[Dataset entries]
◇ ◇ ◇ ◇ ◇ ◇ ◇

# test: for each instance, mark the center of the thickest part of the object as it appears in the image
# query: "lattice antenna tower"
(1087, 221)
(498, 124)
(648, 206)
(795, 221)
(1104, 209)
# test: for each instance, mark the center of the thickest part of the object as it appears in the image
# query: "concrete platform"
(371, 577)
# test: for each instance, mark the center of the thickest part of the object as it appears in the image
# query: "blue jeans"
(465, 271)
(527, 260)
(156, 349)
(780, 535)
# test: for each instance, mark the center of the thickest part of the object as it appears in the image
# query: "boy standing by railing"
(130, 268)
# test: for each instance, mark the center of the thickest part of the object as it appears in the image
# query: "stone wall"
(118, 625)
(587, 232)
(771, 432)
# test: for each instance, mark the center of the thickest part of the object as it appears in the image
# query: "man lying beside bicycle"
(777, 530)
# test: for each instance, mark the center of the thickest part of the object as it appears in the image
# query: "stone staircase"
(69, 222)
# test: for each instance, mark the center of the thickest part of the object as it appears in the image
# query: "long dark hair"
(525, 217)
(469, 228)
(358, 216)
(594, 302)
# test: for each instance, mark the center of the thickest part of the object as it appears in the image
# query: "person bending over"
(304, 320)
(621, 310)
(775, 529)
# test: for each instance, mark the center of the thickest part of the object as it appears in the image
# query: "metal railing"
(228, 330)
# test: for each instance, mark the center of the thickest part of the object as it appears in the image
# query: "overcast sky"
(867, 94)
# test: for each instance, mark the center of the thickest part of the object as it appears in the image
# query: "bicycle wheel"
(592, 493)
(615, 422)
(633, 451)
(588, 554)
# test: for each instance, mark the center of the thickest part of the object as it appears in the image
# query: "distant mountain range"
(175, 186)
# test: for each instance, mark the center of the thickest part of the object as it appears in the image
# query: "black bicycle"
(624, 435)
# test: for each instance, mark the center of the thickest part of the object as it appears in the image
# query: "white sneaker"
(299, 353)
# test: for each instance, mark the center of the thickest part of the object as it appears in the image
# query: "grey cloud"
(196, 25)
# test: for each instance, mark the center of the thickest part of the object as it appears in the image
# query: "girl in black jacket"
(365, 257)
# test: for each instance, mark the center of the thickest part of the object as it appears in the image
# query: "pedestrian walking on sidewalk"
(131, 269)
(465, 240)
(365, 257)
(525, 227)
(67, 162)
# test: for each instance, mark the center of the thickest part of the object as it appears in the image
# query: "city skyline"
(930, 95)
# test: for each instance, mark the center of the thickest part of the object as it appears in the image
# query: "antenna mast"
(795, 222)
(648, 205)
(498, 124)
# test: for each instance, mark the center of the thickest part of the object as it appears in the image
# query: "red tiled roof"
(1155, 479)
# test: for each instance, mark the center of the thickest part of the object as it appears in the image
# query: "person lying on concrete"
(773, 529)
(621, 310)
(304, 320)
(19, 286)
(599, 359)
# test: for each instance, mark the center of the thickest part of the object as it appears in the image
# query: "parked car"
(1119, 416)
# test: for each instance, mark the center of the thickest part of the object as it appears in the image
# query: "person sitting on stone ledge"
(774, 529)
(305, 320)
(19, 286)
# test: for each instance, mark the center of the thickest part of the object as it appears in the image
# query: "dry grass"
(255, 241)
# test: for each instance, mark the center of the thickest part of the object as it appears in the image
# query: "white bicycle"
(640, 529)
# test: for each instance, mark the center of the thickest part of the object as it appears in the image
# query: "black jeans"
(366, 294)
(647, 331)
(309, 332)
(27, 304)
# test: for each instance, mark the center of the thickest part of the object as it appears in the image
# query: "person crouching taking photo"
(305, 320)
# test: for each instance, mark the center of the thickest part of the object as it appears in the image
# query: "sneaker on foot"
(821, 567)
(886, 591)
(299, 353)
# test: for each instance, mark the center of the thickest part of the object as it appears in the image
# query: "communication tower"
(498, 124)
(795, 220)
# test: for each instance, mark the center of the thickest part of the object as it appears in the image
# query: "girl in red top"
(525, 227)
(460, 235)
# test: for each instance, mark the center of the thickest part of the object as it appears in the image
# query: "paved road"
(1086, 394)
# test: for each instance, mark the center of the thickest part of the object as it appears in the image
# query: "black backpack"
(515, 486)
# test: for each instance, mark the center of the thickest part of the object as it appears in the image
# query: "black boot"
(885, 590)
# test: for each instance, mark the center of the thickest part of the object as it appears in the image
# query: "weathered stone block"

◇ ◇ ◇ ◇ ◇ ◇ ◇

ASSIGNED TASK:
Return all data verbatim.

SOLVED EXERCISE:
# test: for each instance, mark the center of the thickest part of the object as it appears in the image
# query: "lattice antenna tower"
(1087, 221)
(498, 124)
(648, 206)
(795, 221)
(1104, 209)
# test: for each instance, mark the center of the thickest part of the object as it appears in the image
# query: "concrete platform"
(371, 577)
# test: for each instance, mark the center of the thickest part of the object as it appears in the image
# query: "blue jeans"
(465, 271)
(527, 260)
(156, 349)
(780, 535)
# test: for each instance, mark the center of the thickest part of the object as it appears in the image
# query: "boy standing by railing"
(130, 268)
# test: for each instance, mark the center of the thickest part of the object as it appears in the image
# query: "stone wall"
(118, 625)
(587, 232)
(771, 432)
# test: for each instance, mark the center of the thickest part of the object as it appears in the image
# query: "man lying beside bicycle"
(777, 530)
# test: for each instance, mark the center of the thickest part of the object as it appears in the image
# query: "stone staircase"
(69, 222)
# test: for each instance, mark the center of the thickest part of the object as it appears in the image
# query: "long dark hair"
(525, 217)
(469, 228)
(358, 216)
(594, 302)
# test: for each instance, mark the center of the thickest part of the object as it appears in the image
# query: "person bending over"
(304, 320)
(621, 310)
(775, 529)
# test: for each instance, mark the center of the thickest part of the object as it appears in the image
# query: "metal railing"
(228, 330)
# test: for each instance, mark the center of the thickest part of the object as it appears in the image
# query: "overcast sky"
(867, 94)
# test: for each instance, mark the center of the thickest part of the object as it appears in the image
# query: "bicycle wheel"
(592, 493)
(615, 422)
(633, 451)
(588, 554)
# test: for each instance, mark the center of the thickest part of the object as it appears in the image
# query: "distant mountain range"
(175, 186)
# test: for each instance, mark the center of the thickest part of the object as it appears in the image
# query: "black bicycle"
(624, 435)
# test: for each instance, mark the center of the thickest part of the object as it appears in the image
# query: "white sneaker"
(299, 353)
# test: for each instance, mark the center of the thickest part of the object as it appears in the image
# query: "grey cloud"
(196, 25)
# test: for each instance, mark the center of the thickest part of the object as it appears in the image
# query: "girl in black jacket"
(365, 257)
# test: for each instance, mark the center of the thickest part of the object as it appears in the image
# query: "pedestrian walking on sidewalk"
(131, 269)
(465, 240)
(365, 257)
(525, 227)
(67, 162)
# test: for each instance, mark the center of the thickest part of the object as it appears in the image
# query: "city skyline"
(930, 95)
# test: for each instance, mark the center of the thickest part of the object as it appears in the image
# query: "antenna mast"
(795, 222)
(648, 205)
(498, 124)
# test: for each instance, mark the center of the thickest part of the object as it appears in the image
# query: "red tiled roof"
(1155, 479)
# test: for each instance, mark the center of the thickest part of the object as it appears in the image
# query: "person lying on concrete"
(773, 529)
(621, 310)
(304, 320)
(19, 286)
(599, 359)
# test: for each instance, mark the center of the thickest part of the object as it appears in the image
# query: "parked car"
(1119, 416)
# test: for each instance, mark the center of the thickest part of the object as it appears in the image
# query: "person sitting on stone ledge"
(774, 529)
(305, 320)
(19, 286)
# test: for each instance, mark the center of the thickest part of the object as it appears in the image
# query: "dry grass"
(255, 241)
# test: for each instance, mark the center of the thickest part of the object as it appears in the image
# query: "white bicycle"
(640, 529)
# test: for each instance, mark the center of the thickest part of the object as it appears in the image
# query: "black jeans"
(366, 294)
(647, 331)
(309, 332)
(27, 304)
# test: for each instance, mark the center of the thickest part of the object as it appears in the image
# query: "person crouching taking photo"
(305, 320)
# test: for each instance, mark the center of the thickest part of the object as it appears in the image
# query: "sneaker on foot"
(821, 567)
(886, 591)
(299, 353)
# test: for each instance, mark the center of the thickest part of the object as it appears in the image
# query: "communication tower"
(498, 124)
(795, 220)
# test: for each instance, mark the center of the thickest part of the object as it appears in the image
# query: "girl in red top"
(525, 227)
(460, 235)
# test: for each instance, mark the center of the thickest part of the object as it appears in the image
# query: "paved road"
(1086, 394)
# test: for each instance, mark the center of the thickest part of the object as it appears in the image
# query: "black backpack"
(515, 486)
# test: for each instance, mark the center of the thickest part of the object as it appears in the image
# query: "black boot"
(885, 590)
# test: for each instance, mark the center of the thickest part of the object as it appears in the image
# query: "weathered stone block"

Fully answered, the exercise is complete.